- Reading passage:
┄┄┄┄┄┄
Welcome to my inaugural historical fiction column! I’ve always loved historical fiction and it’s my hope that with this column, I can share some of my favorites I’ve read over the years and learn of even more from you guys. Though my favorite subject is British history, I’ll pretty much read anything historical. If it happened in the past, it’s bound to pique my interest.

In this first column, it is my delightful honor to bring to you an interview with Elizaberth Chadwick, author of some of the very best historical fiction out there. I’ve been reading Ms. Chadwick’s novels for years and can tell you she’s only getting better with each novel. Any time anyone asks for a good historical fiction author, she’s my go-to gal. I even make it a practice to turn her books facing outward on bookstore shelves because I believe everyone needs to be reading her works! Her novels are generally set in the twelfth and thirteenth centuries in England and most of her newest novels involve real people and situations. Beyond being a terrific writer, she’s also very warm, witty, and open.

TM: Your latest novel, To Defy a King, (available in the UK) is about Mahelt Marshal Bigod. What surprised you most about her?

EC: I wasn’t so much surprised, as very interested in the way that different family dynamics played out. At home Mahelt was the beloved firstborn daughter. A real daddy’s girl who had a fine sense of her own worth and who had been a little spoiled being for a while, the only girl among four brothers. She was about seven before her next sister was born. Even while children, especially daughters had to do their duty and marry where they were told, and even while there were boundaries, nevertheless, there was leeway within those parameters, and Mahelt had been indulged. When she married and entered a family where the world no longer revolved around her, and where rules were more rigid, she had a hard time adapting, especially as she was also at that difficult adolescent stage. So it was fascinating to see how she coped (or didn’t) with her new circumstances, and the same for the family she married into. Some of them, especially her father in law, found having her live with them, rather like having a firework exploding in a library!

TM: Your latest novels are based on real historical figures–John Marshal, William Marshal, Roger Bigod. Why did you begin to focus on actual people rather than those you created yourself?
┄┄┄┄┄┄
- Exercises to complete:
**a)** In the historical fiction column, about how old was Mahelt when her next sister was born?
**b)** Go on with the historical fiction column interview, starting after its final question.
┄┄┄┄┄┄
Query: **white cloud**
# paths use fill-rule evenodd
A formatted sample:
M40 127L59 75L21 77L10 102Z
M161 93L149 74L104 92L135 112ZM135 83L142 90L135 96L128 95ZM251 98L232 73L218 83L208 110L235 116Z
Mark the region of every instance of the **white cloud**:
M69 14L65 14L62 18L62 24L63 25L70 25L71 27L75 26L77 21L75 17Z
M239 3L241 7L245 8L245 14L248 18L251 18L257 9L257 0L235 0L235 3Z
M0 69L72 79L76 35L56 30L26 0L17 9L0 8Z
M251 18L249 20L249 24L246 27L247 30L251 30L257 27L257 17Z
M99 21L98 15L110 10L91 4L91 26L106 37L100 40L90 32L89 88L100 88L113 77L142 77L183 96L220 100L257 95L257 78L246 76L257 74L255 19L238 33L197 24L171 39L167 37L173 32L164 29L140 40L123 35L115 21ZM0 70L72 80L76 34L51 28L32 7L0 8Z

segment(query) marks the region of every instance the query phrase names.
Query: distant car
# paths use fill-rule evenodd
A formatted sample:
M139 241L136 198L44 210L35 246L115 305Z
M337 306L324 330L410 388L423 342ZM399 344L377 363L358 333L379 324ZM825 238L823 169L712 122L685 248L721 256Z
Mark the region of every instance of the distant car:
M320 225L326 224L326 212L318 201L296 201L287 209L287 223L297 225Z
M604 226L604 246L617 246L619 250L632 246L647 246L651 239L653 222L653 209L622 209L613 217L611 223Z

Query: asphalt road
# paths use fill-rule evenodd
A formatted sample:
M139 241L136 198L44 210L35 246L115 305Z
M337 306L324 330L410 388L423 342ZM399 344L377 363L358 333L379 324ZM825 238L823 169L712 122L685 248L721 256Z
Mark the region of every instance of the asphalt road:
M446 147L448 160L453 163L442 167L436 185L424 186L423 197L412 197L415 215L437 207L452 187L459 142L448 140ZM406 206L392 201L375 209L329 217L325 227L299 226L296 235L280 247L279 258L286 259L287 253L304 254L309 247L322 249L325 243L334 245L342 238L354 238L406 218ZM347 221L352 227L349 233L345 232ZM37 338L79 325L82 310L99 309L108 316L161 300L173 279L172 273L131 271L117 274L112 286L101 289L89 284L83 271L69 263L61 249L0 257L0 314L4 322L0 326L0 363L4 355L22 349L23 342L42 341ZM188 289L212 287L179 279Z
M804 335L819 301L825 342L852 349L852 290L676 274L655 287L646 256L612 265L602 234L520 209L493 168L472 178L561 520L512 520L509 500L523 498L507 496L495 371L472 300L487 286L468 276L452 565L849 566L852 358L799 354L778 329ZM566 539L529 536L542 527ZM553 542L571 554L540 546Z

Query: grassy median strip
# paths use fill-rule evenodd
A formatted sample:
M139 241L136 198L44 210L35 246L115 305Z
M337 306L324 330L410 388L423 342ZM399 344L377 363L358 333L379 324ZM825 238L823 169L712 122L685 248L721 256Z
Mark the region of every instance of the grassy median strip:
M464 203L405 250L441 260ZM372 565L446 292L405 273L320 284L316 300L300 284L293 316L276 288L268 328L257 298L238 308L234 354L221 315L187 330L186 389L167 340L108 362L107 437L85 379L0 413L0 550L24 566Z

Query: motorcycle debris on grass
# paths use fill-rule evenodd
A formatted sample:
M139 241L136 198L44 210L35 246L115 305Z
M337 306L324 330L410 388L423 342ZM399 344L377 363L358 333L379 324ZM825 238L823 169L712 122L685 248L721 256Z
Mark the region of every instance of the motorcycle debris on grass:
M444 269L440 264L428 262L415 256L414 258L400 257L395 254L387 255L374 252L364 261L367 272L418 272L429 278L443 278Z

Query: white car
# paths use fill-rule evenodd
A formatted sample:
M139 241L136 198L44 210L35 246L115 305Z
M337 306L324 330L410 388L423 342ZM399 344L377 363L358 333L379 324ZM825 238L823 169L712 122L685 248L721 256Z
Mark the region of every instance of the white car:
┄┄┄┄┄┄
- Answers to the exercises:
**a)** About seven.

**b)**
EC: There were two reasons. One was a commercial decision. In the mid 90’s, historical fiction hit the doldrums and my sort of historical adventure fiction went through a difficult time. I was still keeping my head above water, but I saw a lot of friends sink at at that time. However, biographical fiction suddenly took off, The Other Boleyn Girl being the forerunner, and I recognized that this was the future. I had also been considering writing biographical fiction for some time of my own accord. I wanted to get my teeth into something meatier as my career progressed. It was just a matter of having the confidence to do it.

TM: Do you have a personal hero/heroine from history? And is there someone you’ve discovered that you absolutely despise? Why? And who is the strangest person you’ve encountered?

EC: This is going to sound odd, but I don’t think I actually do have a personal hero or heroine. There are people I deeply, deeply admire in history. William Marshal and his father John – I have written about both. The Empress Matilda and Adeliza of Louvain, who are my subjects at the moment. There are aspects of their stories that show me what remarkable women they were. However, there are so many stories untold or yet to be discovered and so many people, often unsung who have done the most amazing things, often filled with self-sacrifice and devotion to their fellow humans. The strangest person would probably be Ralph the Farter, a character who appears briefly in To Defy A King. His lands were held from the king for the task of coming to court every Christmas and performing ‘a leap, a whistle, and a fart’ for the king’s entertainment.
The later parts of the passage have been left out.